Please reproduce the stretch from "China does not" through "February 2019 combined." in the article on China's metal output below, word for word.

PAGE EXTRACT START

China Metals Output Seen Falling Over 10% In February, Rebound From Virus Impact After Second Quarter

China’s nonferrous metal output will fall at least 10% year-on-year in February as the world’s top metals consumer battles a coronavirus but operations are expected to normalise after the second quarter, the country’s metal association said.

“If the epidemic situation can be effectively controlled in the next 20 days or so, and the manufacturing, real estate, and infrastructure investment are fully restored, market demand … is expected to improve,” an official from the China Nonferrous Metals Industry Association told its online news portal.

China does not report monthly output figures for February due to the distortion of the Lunar New Year but the country produced 9.03 million tonnes of nonferrous metals in January and February 2019 combined.

The coronavirus, which has killed more than 600 people, has interrupted the recovery of the sector from late 2019, the unnamed official said in a Q&A, adding there have been “favourable policies” to mitigate the impact.

PAGE EXTRACT END
ENTRIES PROVIDED START

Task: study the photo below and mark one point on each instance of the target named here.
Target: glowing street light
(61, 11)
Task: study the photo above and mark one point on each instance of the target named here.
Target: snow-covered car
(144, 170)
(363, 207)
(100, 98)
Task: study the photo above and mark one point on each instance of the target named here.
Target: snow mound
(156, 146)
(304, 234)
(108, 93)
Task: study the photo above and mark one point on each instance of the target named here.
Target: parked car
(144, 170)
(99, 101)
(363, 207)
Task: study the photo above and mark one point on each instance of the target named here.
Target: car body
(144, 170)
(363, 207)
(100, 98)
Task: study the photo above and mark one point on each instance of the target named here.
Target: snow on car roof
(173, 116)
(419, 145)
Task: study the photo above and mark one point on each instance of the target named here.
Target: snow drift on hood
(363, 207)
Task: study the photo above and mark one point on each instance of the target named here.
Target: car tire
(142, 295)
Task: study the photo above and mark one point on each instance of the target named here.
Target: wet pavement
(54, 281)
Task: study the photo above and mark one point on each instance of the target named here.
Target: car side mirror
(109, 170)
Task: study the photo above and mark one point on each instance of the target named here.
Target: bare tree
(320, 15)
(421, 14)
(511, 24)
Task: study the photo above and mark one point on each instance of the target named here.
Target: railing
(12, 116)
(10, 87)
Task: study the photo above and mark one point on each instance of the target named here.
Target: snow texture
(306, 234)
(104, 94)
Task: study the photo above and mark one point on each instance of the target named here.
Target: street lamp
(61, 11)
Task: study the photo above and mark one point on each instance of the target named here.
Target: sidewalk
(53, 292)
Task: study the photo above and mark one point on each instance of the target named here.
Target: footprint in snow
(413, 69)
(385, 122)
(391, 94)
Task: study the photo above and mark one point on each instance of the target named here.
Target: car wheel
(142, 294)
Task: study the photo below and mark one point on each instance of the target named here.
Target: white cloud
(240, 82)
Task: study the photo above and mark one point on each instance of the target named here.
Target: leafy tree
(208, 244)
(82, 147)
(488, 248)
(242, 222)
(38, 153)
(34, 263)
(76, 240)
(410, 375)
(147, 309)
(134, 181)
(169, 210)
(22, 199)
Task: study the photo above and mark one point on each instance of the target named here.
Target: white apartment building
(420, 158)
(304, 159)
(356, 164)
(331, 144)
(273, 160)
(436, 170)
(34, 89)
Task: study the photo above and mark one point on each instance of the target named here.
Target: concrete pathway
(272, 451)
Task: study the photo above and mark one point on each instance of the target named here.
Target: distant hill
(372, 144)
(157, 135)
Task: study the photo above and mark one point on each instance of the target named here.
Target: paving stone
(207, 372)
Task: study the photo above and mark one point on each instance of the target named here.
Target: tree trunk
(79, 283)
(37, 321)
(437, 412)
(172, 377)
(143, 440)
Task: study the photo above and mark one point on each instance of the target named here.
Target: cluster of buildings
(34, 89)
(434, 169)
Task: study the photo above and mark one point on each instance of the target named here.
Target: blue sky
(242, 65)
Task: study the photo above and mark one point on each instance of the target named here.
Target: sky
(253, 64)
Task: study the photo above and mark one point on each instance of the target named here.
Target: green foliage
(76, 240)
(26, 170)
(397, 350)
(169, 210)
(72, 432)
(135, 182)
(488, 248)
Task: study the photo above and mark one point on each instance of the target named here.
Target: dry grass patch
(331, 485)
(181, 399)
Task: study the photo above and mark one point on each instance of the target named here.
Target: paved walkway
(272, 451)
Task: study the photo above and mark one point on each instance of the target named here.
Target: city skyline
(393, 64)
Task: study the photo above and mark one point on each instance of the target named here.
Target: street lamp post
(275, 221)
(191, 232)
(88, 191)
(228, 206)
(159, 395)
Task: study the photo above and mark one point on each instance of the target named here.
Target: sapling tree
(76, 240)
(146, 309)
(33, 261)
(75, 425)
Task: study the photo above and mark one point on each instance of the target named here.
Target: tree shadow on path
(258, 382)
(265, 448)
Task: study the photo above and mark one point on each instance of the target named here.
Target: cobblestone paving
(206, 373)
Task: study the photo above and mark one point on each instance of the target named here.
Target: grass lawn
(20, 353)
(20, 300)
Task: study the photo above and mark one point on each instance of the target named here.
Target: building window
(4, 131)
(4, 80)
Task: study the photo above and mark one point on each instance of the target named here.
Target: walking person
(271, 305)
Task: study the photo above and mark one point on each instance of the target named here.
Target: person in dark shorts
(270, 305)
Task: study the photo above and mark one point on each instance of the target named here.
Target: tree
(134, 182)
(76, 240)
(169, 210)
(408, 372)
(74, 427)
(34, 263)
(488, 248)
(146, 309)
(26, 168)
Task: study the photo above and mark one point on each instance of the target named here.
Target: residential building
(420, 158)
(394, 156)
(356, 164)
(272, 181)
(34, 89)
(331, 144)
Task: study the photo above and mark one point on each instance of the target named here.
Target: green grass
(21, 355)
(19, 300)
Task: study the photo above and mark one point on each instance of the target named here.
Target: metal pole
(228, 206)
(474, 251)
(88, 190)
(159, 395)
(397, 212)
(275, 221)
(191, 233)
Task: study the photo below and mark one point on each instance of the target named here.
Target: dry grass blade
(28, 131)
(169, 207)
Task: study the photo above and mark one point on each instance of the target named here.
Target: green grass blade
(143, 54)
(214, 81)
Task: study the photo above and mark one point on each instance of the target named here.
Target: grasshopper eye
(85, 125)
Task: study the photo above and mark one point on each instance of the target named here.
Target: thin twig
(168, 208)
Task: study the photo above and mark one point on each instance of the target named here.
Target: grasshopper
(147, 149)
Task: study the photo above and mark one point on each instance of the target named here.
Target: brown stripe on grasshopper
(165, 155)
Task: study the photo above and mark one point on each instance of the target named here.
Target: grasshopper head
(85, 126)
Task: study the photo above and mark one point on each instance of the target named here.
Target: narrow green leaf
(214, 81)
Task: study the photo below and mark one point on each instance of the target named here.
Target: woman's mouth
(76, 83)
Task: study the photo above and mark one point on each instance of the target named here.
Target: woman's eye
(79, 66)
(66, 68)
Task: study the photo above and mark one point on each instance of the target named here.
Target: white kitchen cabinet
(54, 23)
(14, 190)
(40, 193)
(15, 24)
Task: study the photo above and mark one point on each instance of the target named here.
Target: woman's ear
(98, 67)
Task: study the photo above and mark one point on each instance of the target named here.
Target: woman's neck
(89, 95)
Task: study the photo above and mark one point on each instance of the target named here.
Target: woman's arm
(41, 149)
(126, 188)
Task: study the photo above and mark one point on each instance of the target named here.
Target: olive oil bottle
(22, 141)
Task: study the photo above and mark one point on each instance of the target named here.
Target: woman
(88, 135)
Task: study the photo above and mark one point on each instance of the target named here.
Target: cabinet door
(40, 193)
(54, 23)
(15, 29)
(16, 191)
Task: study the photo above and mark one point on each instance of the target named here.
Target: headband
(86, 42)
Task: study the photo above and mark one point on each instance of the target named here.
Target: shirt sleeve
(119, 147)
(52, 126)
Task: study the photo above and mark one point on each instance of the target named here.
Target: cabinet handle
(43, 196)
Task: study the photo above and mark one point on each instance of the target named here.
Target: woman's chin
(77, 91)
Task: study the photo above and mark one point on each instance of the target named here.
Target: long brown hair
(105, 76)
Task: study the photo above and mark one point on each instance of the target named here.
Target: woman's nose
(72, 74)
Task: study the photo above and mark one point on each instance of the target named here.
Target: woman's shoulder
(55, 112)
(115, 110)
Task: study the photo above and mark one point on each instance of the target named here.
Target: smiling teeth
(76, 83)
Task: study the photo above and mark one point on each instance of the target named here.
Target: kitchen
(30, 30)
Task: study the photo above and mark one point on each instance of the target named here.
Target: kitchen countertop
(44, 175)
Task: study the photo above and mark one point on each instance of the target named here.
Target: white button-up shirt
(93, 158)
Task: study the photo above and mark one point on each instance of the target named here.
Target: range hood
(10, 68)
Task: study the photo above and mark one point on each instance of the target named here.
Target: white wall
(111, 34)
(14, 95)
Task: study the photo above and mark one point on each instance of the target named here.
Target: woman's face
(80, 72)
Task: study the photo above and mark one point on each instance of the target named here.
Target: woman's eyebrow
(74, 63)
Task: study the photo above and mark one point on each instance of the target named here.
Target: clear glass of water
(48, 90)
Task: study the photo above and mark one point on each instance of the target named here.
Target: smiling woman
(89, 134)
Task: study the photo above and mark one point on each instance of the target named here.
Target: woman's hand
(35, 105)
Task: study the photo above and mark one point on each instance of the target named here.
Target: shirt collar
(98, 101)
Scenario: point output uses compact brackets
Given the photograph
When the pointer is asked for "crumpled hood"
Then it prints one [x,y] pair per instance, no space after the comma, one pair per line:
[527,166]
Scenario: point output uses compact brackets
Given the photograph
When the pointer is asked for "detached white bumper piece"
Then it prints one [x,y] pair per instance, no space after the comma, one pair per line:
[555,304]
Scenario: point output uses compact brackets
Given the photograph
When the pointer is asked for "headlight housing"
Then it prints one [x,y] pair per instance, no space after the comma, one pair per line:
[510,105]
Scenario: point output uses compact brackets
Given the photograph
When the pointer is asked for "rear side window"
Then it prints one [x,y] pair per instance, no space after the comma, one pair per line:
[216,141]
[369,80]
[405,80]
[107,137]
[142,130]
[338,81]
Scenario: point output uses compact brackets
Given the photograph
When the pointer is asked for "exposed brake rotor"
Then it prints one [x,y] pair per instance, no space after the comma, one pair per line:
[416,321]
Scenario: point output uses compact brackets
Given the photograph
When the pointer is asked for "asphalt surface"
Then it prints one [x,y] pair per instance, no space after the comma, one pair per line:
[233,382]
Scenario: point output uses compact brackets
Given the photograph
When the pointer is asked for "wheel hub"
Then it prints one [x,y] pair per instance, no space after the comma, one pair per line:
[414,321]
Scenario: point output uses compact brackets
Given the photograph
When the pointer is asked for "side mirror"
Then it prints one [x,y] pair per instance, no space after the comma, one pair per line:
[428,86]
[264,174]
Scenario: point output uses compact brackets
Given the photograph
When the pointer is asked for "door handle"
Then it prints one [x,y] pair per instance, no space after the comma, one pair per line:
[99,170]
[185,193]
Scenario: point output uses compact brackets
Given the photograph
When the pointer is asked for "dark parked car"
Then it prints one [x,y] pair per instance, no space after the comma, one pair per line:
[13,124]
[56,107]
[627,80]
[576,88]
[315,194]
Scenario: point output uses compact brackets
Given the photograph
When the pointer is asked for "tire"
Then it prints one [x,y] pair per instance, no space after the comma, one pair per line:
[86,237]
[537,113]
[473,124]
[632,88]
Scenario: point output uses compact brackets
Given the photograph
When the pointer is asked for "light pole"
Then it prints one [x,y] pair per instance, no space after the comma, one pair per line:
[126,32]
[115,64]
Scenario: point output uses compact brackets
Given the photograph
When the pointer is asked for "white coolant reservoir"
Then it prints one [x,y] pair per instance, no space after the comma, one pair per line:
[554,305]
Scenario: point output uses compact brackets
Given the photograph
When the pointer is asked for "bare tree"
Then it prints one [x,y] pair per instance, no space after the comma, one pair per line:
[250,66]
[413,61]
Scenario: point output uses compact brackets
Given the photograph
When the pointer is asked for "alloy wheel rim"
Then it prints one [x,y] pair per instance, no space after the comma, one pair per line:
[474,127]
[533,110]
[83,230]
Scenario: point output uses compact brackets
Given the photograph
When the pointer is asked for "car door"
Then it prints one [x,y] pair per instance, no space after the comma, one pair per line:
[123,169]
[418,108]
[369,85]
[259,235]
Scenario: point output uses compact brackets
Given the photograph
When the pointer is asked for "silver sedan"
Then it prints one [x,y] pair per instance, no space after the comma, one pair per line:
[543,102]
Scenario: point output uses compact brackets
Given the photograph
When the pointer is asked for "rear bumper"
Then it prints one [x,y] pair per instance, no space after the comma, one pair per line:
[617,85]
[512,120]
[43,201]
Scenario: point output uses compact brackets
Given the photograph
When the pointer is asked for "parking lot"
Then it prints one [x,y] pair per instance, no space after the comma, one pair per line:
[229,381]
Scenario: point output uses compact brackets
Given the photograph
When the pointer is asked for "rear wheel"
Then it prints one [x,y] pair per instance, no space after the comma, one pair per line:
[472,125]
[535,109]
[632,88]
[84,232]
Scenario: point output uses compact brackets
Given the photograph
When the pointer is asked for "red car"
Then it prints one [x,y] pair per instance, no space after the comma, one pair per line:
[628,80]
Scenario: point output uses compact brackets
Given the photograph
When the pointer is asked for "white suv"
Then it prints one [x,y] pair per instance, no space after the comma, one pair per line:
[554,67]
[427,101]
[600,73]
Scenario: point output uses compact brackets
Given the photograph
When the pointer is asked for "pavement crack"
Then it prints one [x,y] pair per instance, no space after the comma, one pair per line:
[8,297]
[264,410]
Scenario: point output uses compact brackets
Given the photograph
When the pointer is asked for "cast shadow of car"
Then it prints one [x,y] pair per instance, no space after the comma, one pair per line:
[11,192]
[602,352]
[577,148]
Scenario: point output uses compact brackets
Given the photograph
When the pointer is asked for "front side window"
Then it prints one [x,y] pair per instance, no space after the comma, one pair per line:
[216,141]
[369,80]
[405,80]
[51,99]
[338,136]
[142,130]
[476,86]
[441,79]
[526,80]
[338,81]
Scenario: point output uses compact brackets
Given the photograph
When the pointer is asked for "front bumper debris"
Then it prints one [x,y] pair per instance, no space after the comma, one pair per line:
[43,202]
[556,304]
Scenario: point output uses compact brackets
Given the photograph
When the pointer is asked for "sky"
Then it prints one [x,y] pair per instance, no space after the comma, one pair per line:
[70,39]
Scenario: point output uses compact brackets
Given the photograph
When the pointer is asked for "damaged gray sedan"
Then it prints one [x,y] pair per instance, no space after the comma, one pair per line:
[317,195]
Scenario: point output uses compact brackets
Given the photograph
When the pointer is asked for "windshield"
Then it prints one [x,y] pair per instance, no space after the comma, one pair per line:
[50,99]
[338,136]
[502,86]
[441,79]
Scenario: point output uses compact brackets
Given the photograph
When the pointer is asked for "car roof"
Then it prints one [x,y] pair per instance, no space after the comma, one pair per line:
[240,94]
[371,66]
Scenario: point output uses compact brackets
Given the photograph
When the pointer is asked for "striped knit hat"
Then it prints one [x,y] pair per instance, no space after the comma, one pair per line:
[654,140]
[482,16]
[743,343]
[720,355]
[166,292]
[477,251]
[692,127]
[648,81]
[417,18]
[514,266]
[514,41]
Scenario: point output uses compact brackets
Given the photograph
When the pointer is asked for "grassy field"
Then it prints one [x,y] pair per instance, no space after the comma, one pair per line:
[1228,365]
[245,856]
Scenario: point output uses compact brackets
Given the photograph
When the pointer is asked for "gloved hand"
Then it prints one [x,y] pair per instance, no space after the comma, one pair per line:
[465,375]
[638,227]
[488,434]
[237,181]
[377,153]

ENTRIES PROVIDED END

- EXERCISE SOLUTION
China does not report monthly output figures for February due to the distortion of the Lunar New Year but the country produced 9.03 million tonnes of nonferrous metals in January and February 2019 combined.